▸ Texte à lire

_ _ _ _ _ _ _

Elle ajoute : « Pour la finition des surfaces, j’évite, lorsque que c’est possible, l’utilisation de produits laqués à l’intérieur. Des cires ou des huiles peuvent parfois être moins nocives et plus simples d’entretien. Les époxys à base d’eau sont maintenant performantes, tout comme les peintures sans COV. »
William Leblanc abonde dans le même sens, tout en faisant état du défi auquel il doit faire face : « Il faut éviter ou limiter les matériaux contenant des substances faisant partie de la liste rouge des matériaux du Living Building Challenge. Cependant, nous sommes confrontés au défi du manque d’informations normalisées sur l’émissivité réelle des matériaux, en contraste avec le contenu calculé en COV, qui lui est disponible. »
En effet, bien que les contenus en COV des adhésifs, produits d’étanchéité, peintures et enduits soient disponibles sur les fiches signalétiques, leurs émissivités réelles testées commencent seulement à être divulguées. Et avec WELL et LEED v4, ce sont tous les matériaux utilisés à l’intérieur des bâtiments qui doivent respecter les seuils requis pour les taux d’émissivité dans l’air.
La solution n’est pourtant pas hors d’atteinte. Outre la déclaration environnementale de produits et la déclaration sanitaire de produits, qui sont des outils de divulgation complets basés sur des démarches très détaillées et homologuées par une tierce partie, il y a moyen pour les fabricants d’opter aujourd’hui pour une solution plus accessible et moins onéreuse. Premier pas vers l’objectif de la divulgation complète de ces déclarations, cette étape consiste en la réalisation de tests sur l’émissivité de leurs produits.
« Le protocole de test sur l’émissivité des matériaux, développé par le Department of Public Health de la Californie, est aisément réalisable par les laboratoires québécois, et ce, à des coûts raisonnables pour les petits fabricants », précise William Leblanc. Ce protocole de test est d’ailleurs le fondement de la nouvelle mouture du crédit LEED v4 sur les matériaux à faibles émissions.

_ _ _ _ _ _ _

▸ Données affichées

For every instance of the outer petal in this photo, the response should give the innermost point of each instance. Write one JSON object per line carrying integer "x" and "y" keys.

_ _ _ _ _ _ _

Reprenez le texte sur l'émissivité des matériaux de construction à la suite de sa dernière phrase.

Les deux spécialistes s’accordent pour affirmer que l’accès à des matériaux mieux adaptés au maintien de la qualité de l’air intérieur est désormais plus facile. « Il est difficile d’éliminer complètement les COV, mais nous avons plusieurs options pour réduire leur présence », affirme Mélanie Pitre. William Leblanc souligne qu’à performance égale, il préconise l’utilisation d’un « matériau certifié par une tierce organisation ».
- Réduire à la source en construisant autrement
- Choisir des matériaux à faible émissivité particulaire ou gazeuse
- Maintenir la qualité des matériaux grâce à un entretien régulier et approprié
- Utiliser des produits de nettoyage adaptés aux surfaces, et sans émissivité
- Favoriser les joints/attaches mécaniques plutôt que chimiques
- Prévoir un approvisionnement en air frais qui pourra être adapté et bonifié en fonction des besoins futurs
- Préconiser des cloisons démontables et réutilisables pour éviter les phases de démolition
- Concevoir en fonction du comportement des gens, telle la norme WELL
- Choisir des matériaux avec protection antimicrobienne intégrée
- Prévoir un niveau de filtration de l’air accru
- Travailler le choix des matériaux en évitant autant que possible les substances incluses dans la liste rouge des matériaux
- Les substances à proscrire dans un projet où l’on veut mettre l’accent sur la qualité de l’air sont celles de la Liste rouge des matériaux, établie par l’International Living Future Institute. En bref, ces substances sont soit :
- polluantes pour l’environnement;
- une source de bioaccumulation dans la chaîne alimentaire;
- nuisibles à la santé des travailleurs en usine ou sur un chantier de construction.